**Source document:**
Pretty Poison (1968)
8/10
Jeune Femme Fatale
11 February 2010
Warning: Spoilers
This is an exceptional movie. The budget was clearly less than monumental and there were no bankable stars. It belongs to no genre so there is no base to appeal to. The sex is subdued and there is little violence. No computer-generated images. I wonder who had the huevos to greenlight this. Somehow I doubt it would ever be made today.

Anthony Perkins is a young man who has just been released from a psychiatric facility, having accidentally burned his aunt to death when he set fire to the house years earlier. John Randolph is his sympathetic but skeptical parole officer. Perkins sets up residence in the town of Winslow, Massachusetts, evocatively photographed by David Quaid in a flat, TV style. You get to know Winslow -- the chemical factory, the river that purls through the town, the modest working-class home that Tuesday Weld lives in with her mother.

Weld is the champion member of the high-school band, and what a succulent piece she is, with her lustrous blond hair, her voracious and toothy grin, her unimpeachable figure. She bumps into Perkins at a hot dog stand. Perkins is a fabulist, maybe a trait he picked up in the funny farm, and he sweeps Weld up in his narrative.

Perkins pretends to be a secret agent from the CIA, keeping an eye on the chemical plant where he now has a job. They may be polluting the river. It's his job to find out if they're poisoning the water. "In a few years there may be nothing but monster fish between here and New York." One should not believe that the pollution is a symptom of Perkins' derangement. In 1968, there were virtually no laws governing the process. The film illustrates this lack of concern when the owner of the hot dog stand dumps his garbage in the river, then stops to wipe some mud spatters from his motorcycle. Two kids in New York caught cholera, of all things, from eating a watermelon they'd found floating in the Hudson. In any case, Weld is thrilled. She's eager to help him and wants to be a deputy secret agent.

The plot gets complicated and twirled around but not to the extent that we can't follow it. If, at first, Perkins is the fake and Weld is the naif, it gradually becomes clear that it's the other way round. I don't want to give away too much of the plot.

I attribute the success of the movie mostly to Lorenzo Semple's screenplay, which is full of oddments and stylishness. Noel Black's direction is functional -- not more than that -- but the story becomes so gripping that one's attention never drifts. Semple was also responsible for the outré and equally paranoid "The Parallax View." After "Psycho," poor Anthony Perkins seemed consigned to the role of not just maniac, but maniac being taken by thyrotoxic storm. Jerky and twitching and stuttering. Here he's merely given to excess fantasizing but is otherwise intelligent and, well, normal. Smart, maybe, but he doesn't know much about women, and he's abrasive towards his dumb superiors.

Perkins' and Weld's roles are pretty complex. They both handle the complexity well. Perkins must change from being slyly but playfully conspiratorial to being aghast. Weld has to morph from a gullible teen ager into a calculating young woman thoroughly committed to pursuit of hypothetical imperatives.

It all comes together quite well and I applaud everyone involved. Wish there were more like it today instead of all those trumpeting mastodons and monsters thumping their way across the megascreens.

**What to do:**
In the Pretty Poison review, why does the reviewer say the pollution should not be taken as a symptom of Perkins' derangement? Answer in one to three sentences.

**Information given:**
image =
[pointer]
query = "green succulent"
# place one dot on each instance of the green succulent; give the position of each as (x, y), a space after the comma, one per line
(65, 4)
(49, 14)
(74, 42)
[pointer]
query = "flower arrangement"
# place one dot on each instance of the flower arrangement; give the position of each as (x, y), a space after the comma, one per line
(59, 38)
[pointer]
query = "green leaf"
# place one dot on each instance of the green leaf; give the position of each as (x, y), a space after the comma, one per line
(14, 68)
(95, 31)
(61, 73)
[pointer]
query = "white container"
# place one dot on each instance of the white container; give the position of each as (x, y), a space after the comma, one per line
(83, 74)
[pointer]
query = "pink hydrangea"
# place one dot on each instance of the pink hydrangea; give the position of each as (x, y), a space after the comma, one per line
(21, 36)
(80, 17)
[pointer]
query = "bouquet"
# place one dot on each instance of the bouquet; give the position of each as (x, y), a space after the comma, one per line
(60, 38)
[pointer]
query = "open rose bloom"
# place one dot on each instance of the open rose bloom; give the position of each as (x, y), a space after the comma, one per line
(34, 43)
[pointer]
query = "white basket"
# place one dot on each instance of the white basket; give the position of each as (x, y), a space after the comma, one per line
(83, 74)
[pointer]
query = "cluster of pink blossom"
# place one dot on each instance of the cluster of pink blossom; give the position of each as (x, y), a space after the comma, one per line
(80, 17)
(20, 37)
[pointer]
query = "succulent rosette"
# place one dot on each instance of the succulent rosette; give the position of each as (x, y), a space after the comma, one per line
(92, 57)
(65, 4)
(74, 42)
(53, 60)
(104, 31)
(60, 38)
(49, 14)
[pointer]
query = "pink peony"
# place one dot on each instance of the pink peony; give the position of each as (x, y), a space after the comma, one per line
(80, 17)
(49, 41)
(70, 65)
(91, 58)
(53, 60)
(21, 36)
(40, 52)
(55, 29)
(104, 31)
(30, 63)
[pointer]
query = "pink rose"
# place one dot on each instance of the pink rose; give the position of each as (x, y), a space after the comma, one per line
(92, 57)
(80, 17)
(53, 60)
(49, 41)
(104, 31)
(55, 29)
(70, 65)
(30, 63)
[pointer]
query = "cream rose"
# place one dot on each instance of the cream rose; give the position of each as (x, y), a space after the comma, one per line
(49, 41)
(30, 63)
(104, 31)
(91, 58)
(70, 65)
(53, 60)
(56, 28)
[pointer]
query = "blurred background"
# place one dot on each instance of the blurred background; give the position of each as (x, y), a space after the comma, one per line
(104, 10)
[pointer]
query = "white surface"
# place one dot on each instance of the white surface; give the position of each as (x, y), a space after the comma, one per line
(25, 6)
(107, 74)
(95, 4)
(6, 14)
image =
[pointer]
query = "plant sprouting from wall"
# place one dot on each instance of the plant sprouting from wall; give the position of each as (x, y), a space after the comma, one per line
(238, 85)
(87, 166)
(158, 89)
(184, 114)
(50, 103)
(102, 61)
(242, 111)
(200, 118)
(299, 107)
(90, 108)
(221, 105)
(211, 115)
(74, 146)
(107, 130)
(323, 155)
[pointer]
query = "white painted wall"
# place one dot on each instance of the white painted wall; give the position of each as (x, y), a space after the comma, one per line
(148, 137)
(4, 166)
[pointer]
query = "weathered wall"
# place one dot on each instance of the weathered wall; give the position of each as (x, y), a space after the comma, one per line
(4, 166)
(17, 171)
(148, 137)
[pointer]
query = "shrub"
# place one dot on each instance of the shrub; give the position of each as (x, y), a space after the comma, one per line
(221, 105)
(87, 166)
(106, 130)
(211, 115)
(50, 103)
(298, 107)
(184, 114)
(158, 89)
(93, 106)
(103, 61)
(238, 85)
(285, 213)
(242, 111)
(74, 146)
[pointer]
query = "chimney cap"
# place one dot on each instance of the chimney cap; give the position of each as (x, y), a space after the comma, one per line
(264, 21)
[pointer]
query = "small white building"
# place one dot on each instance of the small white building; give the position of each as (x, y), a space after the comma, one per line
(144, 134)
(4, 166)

**Answer section:**
In 1968 there were virtually no laws governing the process, so the pollution was real. The film shows this lack of concern when the owner of the hot dog stand dumps his garbage in the river and then stops to wipe mud spatters from his motorcycle.